Each entry is to be output precisely as it appears.

Stored dataset items:

:::::

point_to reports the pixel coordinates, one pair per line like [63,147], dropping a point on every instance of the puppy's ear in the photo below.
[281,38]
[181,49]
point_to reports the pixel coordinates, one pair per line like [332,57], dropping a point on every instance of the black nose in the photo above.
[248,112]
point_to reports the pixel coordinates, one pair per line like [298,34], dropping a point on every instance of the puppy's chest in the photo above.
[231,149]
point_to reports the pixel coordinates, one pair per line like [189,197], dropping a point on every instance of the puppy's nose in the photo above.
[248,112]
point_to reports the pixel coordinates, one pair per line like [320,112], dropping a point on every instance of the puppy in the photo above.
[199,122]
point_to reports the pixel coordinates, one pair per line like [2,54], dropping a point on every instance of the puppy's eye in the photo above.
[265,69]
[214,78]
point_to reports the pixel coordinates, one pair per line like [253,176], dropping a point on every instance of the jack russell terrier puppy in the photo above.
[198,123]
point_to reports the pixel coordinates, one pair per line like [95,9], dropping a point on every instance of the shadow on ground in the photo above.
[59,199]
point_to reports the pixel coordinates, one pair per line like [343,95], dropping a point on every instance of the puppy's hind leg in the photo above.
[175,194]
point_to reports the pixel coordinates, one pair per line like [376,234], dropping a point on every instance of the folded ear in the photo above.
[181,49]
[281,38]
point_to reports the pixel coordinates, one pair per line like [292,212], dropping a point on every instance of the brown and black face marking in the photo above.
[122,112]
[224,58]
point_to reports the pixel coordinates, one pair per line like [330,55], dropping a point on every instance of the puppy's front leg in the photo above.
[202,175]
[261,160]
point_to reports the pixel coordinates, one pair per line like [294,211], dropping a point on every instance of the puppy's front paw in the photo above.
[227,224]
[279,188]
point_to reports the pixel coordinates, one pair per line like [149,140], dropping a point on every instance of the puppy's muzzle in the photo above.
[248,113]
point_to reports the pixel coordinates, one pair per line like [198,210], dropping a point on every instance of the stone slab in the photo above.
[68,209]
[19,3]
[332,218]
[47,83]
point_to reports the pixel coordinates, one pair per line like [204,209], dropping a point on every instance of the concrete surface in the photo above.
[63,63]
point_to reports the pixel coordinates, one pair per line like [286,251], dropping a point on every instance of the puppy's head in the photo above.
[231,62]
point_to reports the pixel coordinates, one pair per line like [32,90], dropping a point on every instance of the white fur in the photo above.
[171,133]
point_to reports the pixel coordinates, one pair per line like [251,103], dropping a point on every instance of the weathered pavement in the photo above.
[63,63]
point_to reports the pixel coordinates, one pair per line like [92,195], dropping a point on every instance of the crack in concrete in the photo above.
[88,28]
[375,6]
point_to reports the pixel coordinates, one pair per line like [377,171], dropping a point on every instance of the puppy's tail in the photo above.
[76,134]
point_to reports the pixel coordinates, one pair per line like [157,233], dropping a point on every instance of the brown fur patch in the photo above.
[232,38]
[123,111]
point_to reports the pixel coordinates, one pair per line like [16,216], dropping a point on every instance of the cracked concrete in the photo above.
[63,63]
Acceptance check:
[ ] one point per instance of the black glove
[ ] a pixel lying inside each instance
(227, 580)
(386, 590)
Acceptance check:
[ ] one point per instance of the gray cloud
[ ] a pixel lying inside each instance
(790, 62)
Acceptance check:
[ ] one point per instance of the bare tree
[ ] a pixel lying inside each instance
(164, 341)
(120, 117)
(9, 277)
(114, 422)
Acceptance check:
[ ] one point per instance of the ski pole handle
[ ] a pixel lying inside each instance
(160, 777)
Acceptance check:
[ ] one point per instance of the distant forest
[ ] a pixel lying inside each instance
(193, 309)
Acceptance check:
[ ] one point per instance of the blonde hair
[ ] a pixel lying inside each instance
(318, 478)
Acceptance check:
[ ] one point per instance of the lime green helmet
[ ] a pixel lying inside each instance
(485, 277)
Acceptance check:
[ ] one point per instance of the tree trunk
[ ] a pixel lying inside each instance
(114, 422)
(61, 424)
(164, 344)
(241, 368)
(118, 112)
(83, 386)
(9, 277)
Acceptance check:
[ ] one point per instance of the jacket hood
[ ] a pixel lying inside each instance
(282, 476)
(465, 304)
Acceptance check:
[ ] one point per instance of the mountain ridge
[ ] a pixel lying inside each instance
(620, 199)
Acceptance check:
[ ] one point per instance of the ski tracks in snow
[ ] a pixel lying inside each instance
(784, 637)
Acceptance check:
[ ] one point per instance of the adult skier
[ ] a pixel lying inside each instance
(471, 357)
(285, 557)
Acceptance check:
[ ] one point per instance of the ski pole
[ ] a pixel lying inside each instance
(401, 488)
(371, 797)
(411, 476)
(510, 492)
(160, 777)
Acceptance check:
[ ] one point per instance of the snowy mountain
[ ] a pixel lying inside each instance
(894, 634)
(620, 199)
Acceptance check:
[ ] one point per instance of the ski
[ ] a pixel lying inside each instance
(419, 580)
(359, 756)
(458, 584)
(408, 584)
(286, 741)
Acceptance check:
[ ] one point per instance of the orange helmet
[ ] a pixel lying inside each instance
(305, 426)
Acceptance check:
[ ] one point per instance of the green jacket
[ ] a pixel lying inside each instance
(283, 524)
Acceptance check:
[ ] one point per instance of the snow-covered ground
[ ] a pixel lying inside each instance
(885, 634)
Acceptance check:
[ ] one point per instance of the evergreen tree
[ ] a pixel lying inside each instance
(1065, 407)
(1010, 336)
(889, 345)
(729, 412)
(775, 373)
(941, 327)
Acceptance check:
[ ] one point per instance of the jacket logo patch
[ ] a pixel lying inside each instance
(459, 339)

:::::

**Reply**
point_to reports the pixel coordinates, one pair per line like [63,147], dropping a point on every instance of the puppy's ear in the photo below.
[281,38]
[181,49]
point_to reports the pixel coordinates, one pair per line like [332,57], dropping a point on every instance of the black nose in the photo above.
[248,112]
point_to reports the pixel coordinates, one pair per line like [298,34], dropping a point on every instance of the puppy's chest in the photo above.
[231,149]
point_to reports the pixel coordinates, one pair per line like [189,197], dropping a point on every instance of the puppy's nose in the photo above.
[248,112]
point_to reports the pixel coordinates, one pair per line like [320,112], dropping a point on every instance of the puppy in the photo above.
[199,122]
point_to reports the pixel coordinates, one pair per line like [2,54], dropping a point on every instance of the puppy's eye in the photo above.
[265,69]
[214,78]
point_to reports the pixel coordinates, one pair per line like [253,176], dropping a point on every instance of the jack russell terrier puppy in the photo above.
[198,123]
point_to reports the pixel coordinates, one pair per line like [95,9], dropping a point on every instance of the shadow on ground in the photo above.
[59,199]
point_to reports the pixel coordinates, one pair per line like [343,95], dropping a point on every instance of the puppy's hind leg in the photo above.
[175,194]
point_to reports the pixel coordinates, one pair per line like [376,234], dropping a point on every instance of the folded ear in the photo above.
[181,49]
[281,38]
point_to reports the pixel coordinates, one pair per line like [292,212], dropping a point on every instance of the brown and black face marking in the photo above.
[122,112]
[224,58]
point_to reports the pixel coordinates, one pair per line like [330,55], dropping a point on every instance of the puppy's front leg in the photo above.
[202,175]
[261,160]
point_to reports the pixel coordinates, one pair per line like [294,211], dropping a point on every instance of the puppy's front paw in the photo above.
[227,224]
[279,188]
point_to reports the pixel coordinates, one pair per line like [149,140], dropping a point on every instance of the puppy's muzzle in the photo above.
[248,113]
point_to reports the pixel coordinates, one pair per line like [198,210], dropping a point on every instance of the stone slab in the photo above.
[68,209]
[19,3]
[332,218]
[47,83]
point_to reports the pixel coordinates, one pair per line like [204,209], dropping a point on every instance of the concrete surface in the photo above.
[63,63]
point_to reports the pixel coordinates, one pair per line like [286,251], dropping a point on every instance of the puppy's head in the photo above.
[231,62]
point_to reports the pixel coordinates, one pair per line like [32,90], dropping a point on every instance of the white fur in the photo above.
[171,133]
point_to reports the pixel coordinates, one pair per line like [251,103], dropping a point on every instance of the weathered pavement in the photo above.
[63,63]
point_to reports the pixel coordinates, one pair per line like [92,195], dropping a point on every instance of the crack in concrete in the photo above.
[88,28]
[375,6]
point_to reports the pixel coordinates, one pair per line like [377,171], dropping a point on every instance of the puppy's tail in the photo above.
[76,134]
point_to reports the pixel coordinates, one pair per line like [157,233], dropping a point on every instance of the brown fur patch in the photo above.
[232,38]
[123,111]
point_to reports the pixel coordinates, one pair per line like [16,216], dropping a point on every instance of the cracked concrete in the photo above.
[63,63]
Acceptance check:
[ ] one point per instance of the black glove
[ ] a pixel lying inside each instance
(227, 580)
(386, 590)
Acceptance check:
[ ] one point per instance of the gray cloud
[ ] a pixel lying inside each instance
(790, 62)
Acceptance check:
[ ] one point per instance of the bare tree
[ ] a pixel lying inside each instance
(164, 341)
(120, 117)
(9, 277)
(114, 422)
Acceptance check:
[ ] one point per instance of the ski pole handle
[ ] a pixel lying inside each instance
(160, 777)
Acceptance check:
[ ] one point per instance of the distant forest
[ ] a pixel lying inside each instance
(193, 309)
Acceptance check:
[ ] one point per instance of the blonde hair
[ ] a pixel lying inside each instance
(318, 478)
Acceptance check:
[ ] one point per instance of the lime green helmet
[ ] a pixel lying inside each instance
(485, 277)
Acceptance check:
[ ] one point per instance of the tree trunk
[ ] a pixel lying inside each instance
(114, 422)
(61, 424)
(164, 344)
(241, 368)
(118, 112)
(83, 386)
(9, 277)
Acceptance check:
[ ] one point per instance of the jacket hood
[ ] a pixel lying inside each instance
(282, 476)
(465, 304)
Acceptance check:
[ ] one point per instance of the mountain ridge
[ ] a pixel lying inside each instance
(620, 199)
Acceptance check:
[ ] one point per instance of the ski tracks in snow
[ ] a pixel lying inside each instance
(784, 637)
Acceptance check:
[ ] one point per instance of the adult skier
[ ] a pixel lying inside each instance
(471, 357)
(285, 557)
Acceptance check:
[ ] one point per instance of the ski pole
[ ] a pixel lying inside each instance
(401, 488)
(371, 797)
(411, 476)
(510, 492)
(160, 777)
Acceptance check:
[ ] one point per instance of the snowy mountain
[ ] a pixel lying inside each instance
(894, 634)
(620, 199)
Acceptance check:
[ ] one point per instance of the ski
[ ] a pixel lying inside each instance
(419, 580)
(359, 756)
(458, 584)
(408, 584)
(286, 741)
Acceptance check:
[ ] one point per instance of the orange helmet
[ ] a pixel lying inside each instance
(305, 426)
Acceptance check:
[ ] one point per instance of the green jacket
[ ] a pixel lying inside each instance
(283, 524)
Acceptance check:
[ ] one point per instance of the snow-covered ground
[ ] a pixel lying inside each instance
(885, 634)
Acceptance check:
[ ] one point per instance of the evergreen tree
[ ] a pixel lying inside each instance
(1065, 407)
(1010, 336)
(889, 345)
(729, 412)
(775, 373)
(941, 327)
Acceptance check:
[ ] one point per instance of the jacket logo patch
[ ] a pixel lying inside each instance
(459, 339)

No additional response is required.